You have heard of Ranjani's food escapades in South America but it's not over yet. She dishes out what other food stuff you should try if you are there!
Text by Ranjani Rajandran
Edited by: Desirae Tan
1. Kala Purkha – Bolivia
You may have heard of food being prepared over hot stones, but in the little town of Potosi in Bolivia, a traditional soup known as the kala purkha is prepared by dropping hot stones into the soup to cook it. This corn-based soup usually contains meat and vegetables, and is cooked by dropping red hot pumice stones into it. The resulting soup is served still bubbling from the hot stones, so be careful not to burn your tongue, or break your teeth!
Bubbling hot Kala Purkha
Pumice Stone in the Soup
2. Chicken Hearts – Brazil
An average Singaporean may not flinch at the sight of chicken feet served up with a side of noodles, but a particularly interesting delicacy in Brazil is barbequed chicken hearts. These little roasted hearts are reminiscent of local satay skewers, but each chicken heart has a firm bite. Grilled to perfection with minimal spices, they are juicy and have a good chewy texture to them. Perfect for a nice afternoon snack when you’re feeling just a little peckish!
Grilled Chicken Hearts
3. Alpaca and Llama – Bolivia, Peru
Feeling hungry but beef seems to have lost some of its appeal? Try an alpaca steak instead! Alpacas and llamas, raised for their high quality wool, also double up as a healthier alternative to the traditional beef steak in the Andean region of South America, namely Bolivia and Peru. Alpaca meat is more commonly found in Peru, while Bolivians tend to favour llama meat. Both meats are almost sweet, and have a very strong flavor of grass (which may remind you of being in a petting zoo) because alpacas and llamas are traditionally reared as free-ranging animals. Their meat is more tender than beef, and contains far less fat and cholesterol. Alpaca meat is also less stringy than llama meat, but both beat beef in terms of health benefits!
Alpaca Steak with Quinoa Risotto
4. Tortoise Eggs – Peru
Boiled Tortoise Eggs
Eggs are an excellent source of protein, but in Peru, chickens aren’t the only source of eggs. Tortoise eggs are commonly consumed by the locals, and are even preferred to chicken eggs for their more unique taste. The eggs resemble slightly deflated ping-pong balls, and are usually prepared by boiling them for a few minutes. The resulting egg is slightly gelatinous in texture, and slightly salty, but does not have the distinctly eggy taste of chicken eggs. Very delicious indeed!
------------------------------
◆ ASSIGNED TASK A ◆
Answer these about the article on South American foods:
(i) What kind of stones are dropped into kala purkha to cook it?
(ii) Which meat do Bolivians tend to favor?
(iii) How are tortoise eggs usually prepared?
◆ ASSIGNED TASK B ◆
What are all the numbered food headings in the article on South American foods, along with the countries they list?
◆ ASSIGNED TASK C ◆
Reproduce the article on South American foods between "Text by Ranjani" and "break your teeth!", inclusive.

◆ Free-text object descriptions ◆
------------------------------
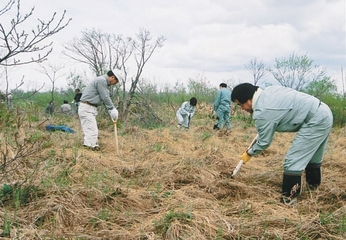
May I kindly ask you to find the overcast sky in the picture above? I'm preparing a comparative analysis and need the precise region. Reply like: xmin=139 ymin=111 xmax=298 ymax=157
xmin=0 ymin=0 xmax=346 ymax=90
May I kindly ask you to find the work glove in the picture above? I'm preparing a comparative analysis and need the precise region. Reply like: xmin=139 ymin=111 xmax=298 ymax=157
xmin=108 ymin=108 xmax=118 ymax=121
xmin=240 ymin=151 xmax=252 ymax=163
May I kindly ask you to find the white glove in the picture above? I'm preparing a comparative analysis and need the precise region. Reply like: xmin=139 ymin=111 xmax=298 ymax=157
xmin=108 ymin=108 xmax=118 ymax=121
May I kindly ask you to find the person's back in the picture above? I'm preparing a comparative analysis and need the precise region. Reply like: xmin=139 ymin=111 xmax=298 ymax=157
xmin=60 ymin=100 xmax=72 ymax=115
xmin=214 ymin=83 xmax=232 ymax=130
xmin=45 ymin=100 xmax=54 ymax=115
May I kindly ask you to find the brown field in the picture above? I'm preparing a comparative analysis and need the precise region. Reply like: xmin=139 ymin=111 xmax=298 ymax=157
xmin=0 ymin=103 xmax=346 ymax=240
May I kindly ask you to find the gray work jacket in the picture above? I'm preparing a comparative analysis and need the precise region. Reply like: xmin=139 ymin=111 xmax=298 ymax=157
xmin=248 ymin=86 xmax=321 ymax=155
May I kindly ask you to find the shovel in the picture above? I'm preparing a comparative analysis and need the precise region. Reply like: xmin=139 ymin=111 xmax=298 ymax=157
------------------------------
◆ PROBLEM SOLUTION A ◆
(i) Red hot pumice stones
(ii) Llama meat
(iii) By boiling them for a few minutes

◆ PROBLEM SOLUTION B ◆
1. Kala Purkha – Bolivia
2. Chicken Hearts – Brazil
3. Alpaca and Llama – Bolivia, Peru
4. Tortoise Eggs – Peru

◆ PROBLEM SOLUTION C ◆
Text by Ranjani Rajandran
Edited by: Desirae Tan
1. Kala Purkha – Bolivia
You may have heard of food being prepared over hot stones, but in the little town of Potosi in Bolivia, a traditional soup known as the kala purkha is prepared by dropping hot stones into the soup to cook it. This corn-based soup usually contains meat and vegetables, and is cooked by dropping red hot pumice stones into it. The resulting soup is served still bubbling from the hot stones, so be careful not to burn your tongue, or break your teeth!